Collected data entries:
● ● ● ●

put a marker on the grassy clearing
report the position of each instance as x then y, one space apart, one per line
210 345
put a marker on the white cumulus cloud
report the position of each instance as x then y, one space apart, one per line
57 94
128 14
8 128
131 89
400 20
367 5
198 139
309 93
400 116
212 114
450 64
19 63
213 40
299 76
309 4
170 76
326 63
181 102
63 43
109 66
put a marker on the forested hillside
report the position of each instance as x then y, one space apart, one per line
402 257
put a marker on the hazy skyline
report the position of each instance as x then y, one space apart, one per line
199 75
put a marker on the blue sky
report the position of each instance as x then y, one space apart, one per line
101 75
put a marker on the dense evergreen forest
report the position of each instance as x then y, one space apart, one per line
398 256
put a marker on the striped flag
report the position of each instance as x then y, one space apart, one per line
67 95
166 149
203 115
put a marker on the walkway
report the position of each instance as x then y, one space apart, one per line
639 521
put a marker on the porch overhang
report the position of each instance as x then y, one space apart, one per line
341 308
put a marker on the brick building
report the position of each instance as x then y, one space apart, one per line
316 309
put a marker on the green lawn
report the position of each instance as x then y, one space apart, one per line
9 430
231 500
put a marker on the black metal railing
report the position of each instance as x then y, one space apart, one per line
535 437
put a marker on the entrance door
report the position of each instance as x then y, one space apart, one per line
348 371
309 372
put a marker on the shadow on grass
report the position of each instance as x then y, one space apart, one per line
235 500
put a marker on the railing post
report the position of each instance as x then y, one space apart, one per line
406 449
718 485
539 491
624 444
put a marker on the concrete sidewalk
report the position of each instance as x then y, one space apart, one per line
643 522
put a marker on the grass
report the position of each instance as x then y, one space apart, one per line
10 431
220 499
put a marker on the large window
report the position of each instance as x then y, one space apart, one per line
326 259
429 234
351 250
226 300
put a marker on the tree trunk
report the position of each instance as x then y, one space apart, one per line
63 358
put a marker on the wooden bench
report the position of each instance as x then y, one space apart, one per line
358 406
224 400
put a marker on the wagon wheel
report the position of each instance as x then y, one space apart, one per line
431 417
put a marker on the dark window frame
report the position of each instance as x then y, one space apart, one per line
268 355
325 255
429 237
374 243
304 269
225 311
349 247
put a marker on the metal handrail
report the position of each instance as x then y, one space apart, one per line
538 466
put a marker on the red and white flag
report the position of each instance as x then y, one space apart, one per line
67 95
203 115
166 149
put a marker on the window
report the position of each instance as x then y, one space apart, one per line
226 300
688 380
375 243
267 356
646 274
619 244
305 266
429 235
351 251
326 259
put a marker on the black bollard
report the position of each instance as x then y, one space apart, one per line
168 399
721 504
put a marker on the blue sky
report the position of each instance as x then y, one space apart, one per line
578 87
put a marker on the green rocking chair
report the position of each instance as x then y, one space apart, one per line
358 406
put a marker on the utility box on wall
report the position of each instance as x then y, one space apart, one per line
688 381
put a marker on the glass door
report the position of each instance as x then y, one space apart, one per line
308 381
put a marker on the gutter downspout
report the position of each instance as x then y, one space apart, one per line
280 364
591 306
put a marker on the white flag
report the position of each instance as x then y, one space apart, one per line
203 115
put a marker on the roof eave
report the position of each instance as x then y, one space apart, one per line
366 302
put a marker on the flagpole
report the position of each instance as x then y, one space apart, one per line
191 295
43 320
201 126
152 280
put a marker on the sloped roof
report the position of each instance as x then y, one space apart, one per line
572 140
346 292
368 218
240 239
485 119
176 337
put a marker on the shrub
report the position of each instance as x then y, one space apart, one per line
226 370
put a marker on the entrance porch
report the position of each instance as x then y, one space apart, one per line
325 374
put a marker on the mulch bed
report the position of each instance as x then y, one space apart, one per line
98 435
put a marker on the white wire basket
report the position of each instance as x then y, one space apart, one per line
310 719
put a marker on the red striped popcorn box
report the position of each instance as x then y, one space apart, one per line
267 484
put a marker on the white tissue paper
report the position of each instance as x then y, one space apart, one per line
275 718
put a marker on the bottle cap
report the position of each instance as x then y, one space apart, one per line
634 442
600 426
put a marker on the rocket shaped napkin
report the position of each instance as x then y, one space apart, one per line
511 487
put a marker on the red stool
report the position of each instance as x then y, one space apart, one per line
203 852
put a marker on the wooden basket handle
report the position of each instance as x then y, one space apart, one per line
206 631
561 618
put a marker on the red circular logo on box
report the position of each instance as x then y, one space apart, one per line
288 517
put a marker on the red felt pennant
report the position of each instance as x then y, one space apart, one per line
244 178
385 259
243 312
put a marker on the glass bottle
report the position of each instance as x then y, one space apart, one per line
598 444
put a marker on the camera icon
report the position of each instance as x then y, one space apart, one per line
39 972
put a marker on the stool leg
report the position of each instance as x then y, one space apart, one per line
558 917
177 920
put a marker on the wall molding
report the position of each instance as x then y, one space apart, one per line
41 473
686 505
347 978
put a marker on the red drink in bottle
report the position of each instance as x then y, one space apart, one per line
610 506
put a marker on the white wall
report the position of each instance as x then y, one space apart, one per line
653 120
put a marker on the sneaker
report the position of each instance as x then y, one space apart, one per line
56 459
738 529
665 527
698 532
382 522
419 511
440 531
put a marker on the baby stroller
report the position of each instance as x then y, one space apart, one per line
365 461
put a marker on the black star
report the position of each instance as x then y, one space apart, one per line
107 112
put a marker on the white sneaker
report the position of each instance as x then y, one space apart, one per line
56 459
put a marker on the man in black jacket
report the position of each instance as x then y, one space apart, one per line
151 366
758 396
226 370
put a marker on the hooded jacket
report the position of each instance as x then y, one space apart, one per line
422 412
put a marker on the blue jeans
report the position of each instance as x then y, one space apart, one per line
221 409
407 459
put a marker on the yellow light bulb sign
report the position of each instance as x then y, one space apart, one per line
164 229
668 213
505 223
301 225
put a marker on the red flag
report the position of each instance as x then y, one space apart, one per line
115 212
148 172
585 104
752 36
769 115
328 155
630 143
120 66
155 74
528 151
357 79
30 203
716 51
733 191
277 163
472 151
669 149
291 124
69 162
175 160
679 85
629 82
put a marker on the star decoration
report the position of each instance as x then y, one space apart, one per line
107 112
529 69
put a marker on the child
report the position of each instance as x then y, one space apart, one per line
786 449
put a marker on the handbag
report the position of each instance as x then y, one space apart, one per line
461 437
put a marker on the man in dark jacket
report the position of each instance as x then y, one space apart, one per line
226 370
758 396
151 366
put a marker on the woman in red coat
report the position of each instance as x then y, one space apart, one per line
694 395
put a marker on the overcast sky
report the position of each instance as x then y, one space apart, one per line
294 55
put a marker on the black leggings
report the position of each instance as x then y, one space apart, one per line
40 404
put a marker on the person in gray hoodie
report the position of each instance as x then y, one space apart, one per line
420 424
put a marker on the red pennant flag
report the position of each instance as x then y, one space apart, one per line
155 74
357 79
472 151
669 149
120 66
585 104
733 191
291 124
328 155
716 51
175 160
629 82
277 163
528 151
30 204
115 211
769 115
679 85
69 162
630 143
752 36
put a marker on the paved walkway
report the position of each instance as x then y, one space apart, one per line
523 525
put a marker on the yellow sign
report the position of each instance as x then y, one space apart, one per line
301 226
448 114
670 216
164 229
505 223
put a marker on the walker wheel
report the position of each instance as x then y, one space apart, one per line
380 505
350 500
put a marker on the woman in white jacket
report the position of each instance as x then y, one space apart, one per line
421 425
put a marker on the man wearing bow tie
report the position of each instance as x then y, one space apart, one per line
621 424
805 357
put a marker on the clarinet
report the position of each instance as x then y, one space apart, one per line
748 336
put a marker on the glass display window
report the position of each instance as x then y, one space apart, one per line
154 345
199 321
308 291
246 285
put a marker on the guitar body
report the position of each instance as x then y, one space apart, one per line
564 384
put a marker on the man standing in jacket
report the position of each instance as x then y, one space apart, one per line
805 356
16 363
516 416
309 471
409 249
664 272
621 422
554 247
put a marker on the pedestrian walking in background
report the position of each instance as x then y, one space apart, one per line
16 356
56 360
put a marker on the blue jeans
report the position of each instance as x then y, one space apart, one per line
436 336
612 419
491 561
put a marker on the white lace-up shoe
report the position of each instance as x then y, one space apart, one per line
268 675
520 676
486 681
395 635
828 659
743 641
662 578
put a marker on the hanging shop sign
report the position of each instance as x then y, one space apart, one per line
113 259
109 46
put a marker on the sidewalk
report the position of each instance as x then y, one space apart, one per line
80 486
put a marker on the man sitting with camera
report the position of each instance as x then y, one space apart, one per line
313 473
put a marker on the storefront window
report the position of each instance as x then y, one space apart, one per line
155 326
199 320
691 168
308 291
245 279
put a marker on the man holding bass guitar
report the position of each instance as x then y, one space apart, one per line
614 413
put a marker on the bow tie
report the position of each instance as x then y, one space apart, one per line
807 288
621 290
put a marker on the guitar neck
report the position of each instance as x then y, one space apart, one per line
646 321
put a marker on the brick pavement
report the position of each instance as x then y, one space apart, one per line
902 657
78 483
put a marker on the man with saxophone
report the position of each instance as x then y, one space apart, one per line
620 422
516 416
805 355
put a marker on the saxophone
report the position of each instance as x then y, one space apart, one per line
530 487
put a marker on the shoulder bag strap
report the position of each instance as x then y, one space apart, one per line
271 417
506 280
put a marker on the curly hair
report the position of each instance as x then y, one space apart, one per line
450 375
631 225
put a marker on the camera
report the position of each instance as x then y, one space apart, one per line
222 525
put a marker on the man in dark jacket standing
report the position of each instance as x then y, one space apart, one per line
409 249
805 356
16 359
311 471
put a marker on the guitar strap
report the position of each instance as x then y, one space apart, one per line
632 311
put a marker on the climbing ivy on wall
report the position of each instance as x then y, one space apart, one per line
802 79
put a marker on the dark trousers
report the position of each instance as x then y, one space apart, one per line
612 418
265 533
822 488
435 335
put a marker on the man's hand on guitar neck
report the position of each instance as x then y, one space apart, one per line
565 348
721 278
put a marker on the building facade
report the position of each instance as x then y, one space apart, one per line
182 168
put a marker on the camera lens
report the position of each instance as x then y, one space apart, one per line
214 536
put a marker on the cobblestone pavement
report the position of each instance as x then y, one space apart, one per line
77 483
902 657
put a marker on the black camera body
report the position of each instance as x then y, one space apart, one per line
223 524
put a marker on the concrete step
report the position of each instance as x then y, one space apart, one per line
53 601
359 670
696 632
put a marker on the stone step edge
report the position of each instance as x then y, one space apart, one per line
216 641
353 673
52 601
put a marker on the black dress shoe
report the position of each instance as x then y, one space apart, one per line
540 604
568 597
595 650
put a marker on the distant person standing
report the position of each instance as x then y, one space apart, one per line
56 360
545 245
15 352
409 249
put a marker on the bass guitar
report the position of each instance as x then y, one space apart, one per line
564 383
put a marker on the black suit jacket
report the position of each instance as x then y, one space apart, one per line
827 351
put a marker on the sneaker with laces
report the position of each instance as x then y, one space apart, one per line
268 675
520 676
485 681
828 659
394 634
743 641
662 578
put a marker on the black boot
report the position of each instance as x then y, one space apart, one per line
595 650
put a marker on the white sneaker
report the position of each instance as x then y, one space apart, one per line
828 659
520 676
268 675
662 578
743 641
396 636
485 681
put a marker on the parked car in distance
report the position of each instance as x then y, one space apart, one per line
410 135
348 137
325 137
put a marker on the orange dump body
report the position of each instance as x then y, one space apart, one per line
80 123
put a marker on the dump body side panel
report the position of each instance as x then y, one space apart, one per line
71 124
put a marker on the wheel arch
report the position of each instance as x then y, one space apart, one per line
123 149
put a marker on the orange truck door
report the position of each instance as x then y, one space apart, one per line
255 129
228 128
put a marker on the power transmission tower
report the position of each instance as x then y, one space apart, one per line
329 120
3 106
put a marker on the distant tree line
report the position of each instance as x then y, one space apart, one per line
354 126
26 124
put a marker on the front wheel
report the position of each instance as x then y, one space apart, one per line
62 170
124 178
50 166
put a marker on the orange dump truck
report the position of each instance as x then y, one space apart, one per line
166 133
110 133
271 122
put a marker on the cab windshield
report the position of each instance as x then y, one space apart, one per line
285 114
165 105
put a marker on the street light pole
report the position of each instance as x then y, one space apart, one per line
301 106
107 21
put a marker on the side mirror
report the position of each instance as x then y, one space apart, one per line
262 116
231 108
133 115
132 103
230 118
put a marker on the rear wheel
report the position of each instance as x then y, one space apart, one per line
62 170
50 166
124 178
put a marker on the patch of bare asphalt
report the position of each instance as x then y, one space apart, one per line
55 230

● ● ● ●

## Given problem
Write out, word for word, every line from the one containing "put a marker on the orange truck door" through the last line of the records above.

## Written solution
put a marker on the orange truck door
report the position of each instance as x then y, one space apart, one per line
255 129
228 128
put a marker on the power transmission tower
report the position of each instance as x then y, one space apart, one per line
329 120
3 106
put a marker on the distant tree line
report the position of each instance as x then y, one space apart, one per line
354 126
26 124
put a marker on the front wheel
report the position of each instance as x then y, one space apart, one per line
62 170
124 178
50 166
put a marker on the orange dump truck
report the position of each instance as x then y, one space apart, one per line
166 133
110 133
271 122
put a marker on the cab windshield
report the position of each instance as x then y, one space apart, one per line
285 114
165 105
put a marker on the street light pole
report the position of each instance as x then y, one space apart, one per line
301 106
107 21
put a marker on the side mirror
report the position of each instance as x then y, one space apart, one per line
262 116
231 108
133 115
132 103
230 118
put a marker on the rear wheel
report the position of each instance as x then y, one space apart, one per line
62 170
50 166
124 178
put a marker on the patch of bare asphalt
report the position of each instance as x then y, one space apart, one per line
55 230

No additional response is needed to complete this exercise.